# EXERCISE INSTRUCTIONS
The answer should hold every line of the listing, unchanged and free of images.

═════ GIVEN ENTRIES ═════

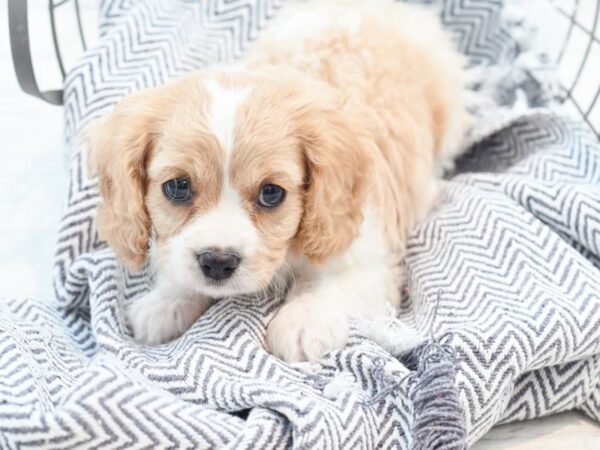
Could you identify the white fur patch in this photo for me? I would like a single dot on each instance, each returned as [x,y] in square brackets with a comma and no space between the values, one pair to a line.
[221,116]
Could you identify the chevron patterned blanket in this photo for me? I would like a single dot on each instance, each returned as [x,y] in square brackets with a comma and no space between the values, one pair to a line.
[502,279]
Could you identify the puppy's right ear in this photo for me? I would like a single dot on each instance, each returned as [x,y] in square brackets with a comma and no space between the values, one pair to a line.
[120,145]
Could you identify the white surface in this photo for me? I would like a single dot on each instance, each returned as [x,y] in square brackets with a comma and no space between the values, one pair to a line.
[33,186]
[32,178]
[567,431]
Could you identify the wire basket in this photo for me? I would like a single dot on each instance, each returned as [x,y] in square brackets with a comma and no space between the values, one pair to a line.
[578,58]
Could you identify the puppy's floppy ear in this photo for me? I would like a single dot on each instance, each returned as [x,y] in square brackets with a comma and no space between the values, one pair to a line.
[120,145]
[335,146]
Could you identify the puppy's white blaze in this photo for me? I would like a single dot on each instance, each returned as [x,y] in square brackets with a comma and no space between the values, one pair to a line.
[222,112]
[226,226]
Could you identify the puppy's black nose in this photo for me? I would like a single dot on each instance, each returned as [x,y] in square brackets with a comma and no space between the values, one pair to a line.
[218,265]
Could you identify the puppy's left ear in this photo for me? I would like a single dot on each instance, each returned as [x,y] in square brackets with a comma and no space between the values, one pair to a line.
[336,148]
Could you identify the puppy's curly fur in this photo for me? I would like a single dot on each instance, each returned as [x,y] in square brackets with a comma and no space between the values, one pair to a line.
[352,108]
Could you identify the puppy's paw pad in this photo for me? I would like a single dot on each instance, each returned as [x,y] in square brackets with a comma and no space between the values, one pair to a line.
[301,331]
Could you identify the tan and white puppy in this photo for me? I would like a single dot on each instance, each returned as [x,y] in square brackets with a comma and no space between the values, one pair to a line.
[310,163]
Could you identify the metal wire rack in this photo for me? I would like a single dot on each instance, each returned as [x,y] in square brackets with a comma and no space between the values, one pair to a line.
[578,58]
[21,46]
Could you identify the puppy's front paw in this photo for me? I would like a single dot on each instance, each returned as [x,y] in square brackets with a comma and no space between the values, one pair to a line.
[302,331]
[157,318]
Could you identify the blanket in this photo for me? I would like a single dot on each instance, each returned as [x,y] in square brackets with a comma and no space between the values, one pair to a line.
[502,278]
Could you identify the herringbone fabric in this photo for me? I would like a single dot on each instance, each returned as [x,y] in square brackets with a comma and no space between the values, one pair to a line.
[503,280]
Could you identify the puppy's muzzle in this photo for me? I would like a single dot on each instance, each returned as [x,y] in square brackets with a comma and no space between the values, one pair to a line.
[218,265]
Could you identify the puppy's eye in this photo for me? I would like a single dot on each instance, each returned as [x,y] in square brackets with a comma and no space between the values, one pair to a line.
[178,190]
[271,195]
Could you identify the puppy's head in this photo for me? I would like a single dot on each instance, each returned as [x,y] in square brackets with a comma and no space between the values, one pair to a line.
[224,174]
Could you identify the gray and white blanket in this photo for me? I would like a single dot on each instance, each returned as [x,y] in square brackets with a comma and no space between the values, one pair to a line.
[502,279]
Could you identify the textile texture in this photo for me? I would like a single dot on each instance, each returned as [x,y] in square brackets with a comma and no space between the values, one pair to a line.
[502,278]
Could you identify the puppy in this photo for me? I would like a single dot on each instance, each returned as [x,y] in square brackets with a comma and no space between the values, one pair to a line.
[309,164]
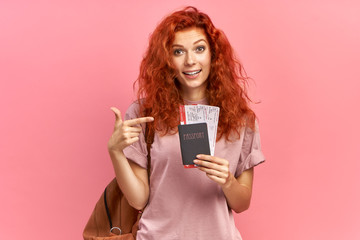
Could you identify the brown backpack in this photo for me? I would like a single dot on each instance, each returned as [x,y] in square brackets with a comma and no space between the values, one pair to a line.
[113,218]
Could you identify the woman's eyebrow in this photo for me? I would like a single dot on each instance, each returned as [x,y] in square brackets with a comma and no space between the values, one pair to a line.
[197,41]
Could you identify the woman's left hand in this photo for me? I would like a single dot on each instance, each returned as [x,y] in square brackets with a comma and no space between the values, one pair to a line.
[217,169]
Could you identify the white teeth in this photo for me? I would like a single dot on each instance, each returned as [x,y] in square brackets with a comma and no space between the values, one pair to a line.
[192,73]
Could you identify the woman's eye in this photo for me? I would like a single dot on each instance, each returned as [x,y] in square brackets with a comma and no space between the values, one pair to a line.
[178,52]
[200,49]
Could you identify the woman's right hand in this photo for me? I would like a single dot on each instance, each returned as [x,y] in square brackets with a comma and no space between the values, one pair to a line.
[125,132]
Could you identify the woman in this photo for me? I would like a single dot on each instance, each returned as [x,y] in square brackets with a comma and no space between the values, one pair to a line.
[188,61]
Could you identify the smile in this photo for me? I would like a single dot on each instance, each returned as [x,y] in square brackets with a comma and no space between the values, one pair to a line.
[192,73]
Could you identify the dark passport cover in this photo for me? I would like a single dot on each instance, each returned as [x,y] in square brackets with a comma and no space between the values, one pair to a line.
[194,140]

═════

# SOLUTION TO THE EXERCISE
Could you identify the white fur patch in this photo for me? I would like a single dot on each instance, each returned as [x,y] in square brackets with a comma and no space between the values, one pair to a line.
[221,116]
Could you identify the chevron patterned blanket in this photo for me? I would like a single dot on each instance, each returned as [x,y] in square brackets with a comma and no space between the values, one pair to a line.
[502,279]
Could you identify the puppy's right ear in this photo for me? I would like a single dot on each instance, each returned as [x,y] in square brackets with a comma and no space between the values, one pair to a line.
[120,145]
Could you identify the white surface in this photo for me? I would like a single dot on each instance, each returned as [x,y] in square brackets with a comma and no space between the values, one pair to a line.
[33,186]
[32,178]
[567,431]
Could you identify the wire basket in this photo for me? I would like a single dot on each instance, each returned as [x,y] in square brackets with a comma and no space between the values, one pair to a line.
[578,58]
Could you identify the puppy's floppy ear in this photo for me? I would like a single dot on each instance, each returned as [x,y] in square brackets with a comma and no space between the values, one pair to a line.
[120,145]
[335,146]
Could you identify the puppy's white blaze in this photo for me? I would like a single dot on each instance, each returned as [x,y] in square brackets with a comma and no space between the values, one pair to a line.
[222,112]
[226,226]
Could you identify the puppy's black nose in this photo for me? I would like a single dot on each instance, each returned as [x,y] in square brackets with a comma and no space between the values, one pair to a line.
[218,265]
Could you identify the puppy's left ear in this photo for me? I would like a single dot on each instance, each returned as [x,y] in square brackets with a comma and no space between the values, one pair to a line.
[336,148]
Could you identify the puppy's curly fur in this photo for me? I would like a single dot on each instance, each returned as [x,y] in square brackets with a comma and no space between the values, one pair to a line.
[352,108]
Could you identify the puppy's paw pad in this photo for me? I would like a single dot on each instance, each returned as [x,y] in square brackets with a comma and no space between the values, one pair to a line.
[301,331]
Could you identify the tan and white puppy in this photo for me? I would like a single dot on each instance, each returned as [x,y] in square brackets with a comma and no space between the values, one pair to a line.
[310,163]
Could you identify the metal wire rack in this photo for me? I would like a single dot on each instance, each returned as [x,y] in square brackets with a comma and no space between the values, one pair to a line.
[578,58]
[21,46]
Could you identify the puppy's front paw in this photo for me? I would like a single dot on each instance, each returned as [x,y] in square brackets with a comma and no space between the values, one pair to a line.
[302,331]
[157,318]
Could you identify the blanket in this photo for me? I would like a single dot on each instance, each returned as [x,y] in square brackets with a comma and no space between the values, one pair to a line.
[502,278]
Could you identify the herringbone fabric in this photo for me? I would like a single dot on each instance, each returned as [x,y] in square brackets with a comma and no space between the values, one pair to a line.
[503,280]
Could you identify the puppy's muzzle in this photo for me? I would like a single dot on each instance, each returned as [x,y] in square brackets with a comma and no space between the values, one pair to a line.
[218,265]
Could you identify the puppy's eye in this photo for me? I would like a single dot on each instance, each returned as [x,y] in square brackets with a comma and no space between the values, one pair to a line.
[178,190]
[271,195]
Could you identify the puppy's head in this photo for me? I would like a single dot on each instance, each returned as [x,y] in square brackets with a comma and no space between the values, one pair to a line.
[224,174]
Could you identify the gray and white blanket in this photo for me? I would like a single dot on each instance, each returned as [x,y] in square brackets with a comma and no space between the values, one pair to a line.
[502,279]
Could you identify the textile texture in this photo for me? I would like a single dot on each instance, each returned as [x,y] in square brackets with a comma and no space between the values, one pair to a line.
[502,278]
Could you identify the puppy in this photo for me? I would like a single dot on each instance, each returned as [x,y] in square brackets with a comma and no space between the values, one pair to a line.
[309,164]
Could you identify the brown backpack in this photo for me? I would like a single dot on each instance, each returned as [x,y] in square brackets with a comma and no space between the values, one pair to a line.
[113,218]
Could you identify the woman's eyebrow in this photo for me? I would like a single dot on each instance, each returned as [x,y] in square brackets with a comma and no space between the values, one pair to a line.
[197,41]
Could you identify the woman's left hand in this photo for me? I would like a single dot on each instance, each returned as [x,y] in square brackets with a comma and no space between the values, one pair to a line.
[217,169]
Could you identify the white teeth in this photo for me? I would like a single dot on each instance, each returned as [x,y] in square brackets with a comma and no space between the values, one pair to a line.
[192,73]
Could you identify the woman's eye in this photo for me? I would like a single dot on each instance, each returned as [x,y] in square brackets with a comma and no space between the values, one pair to a line.
[178,52]
[200,49]
Could you identify the woman's right hand in this photo for me? I would like a single dot on each instance, each returned as [x,y] in square brackets with a comma and no space between the values, one pair to a line.
[125,132]
Could you identify the woman in this photo for me? I would like a single dot on each instance, each returned as [x,y] in square brackets with a comma and no space between the values, one pair to a line.
[188,61]
Could you identify the smile in this photo for me? I would like a single dot on each instance, each returned as [x,y] in square brackets with a comma and no space between the values, one pair to a line.
[192,73]
Could you identify the dark passport cover in this photo for me? I would like a single dot on each instance, each returned as [x,y] in square brackets with a comma and no space between the values, one pair to a line.
[194,140]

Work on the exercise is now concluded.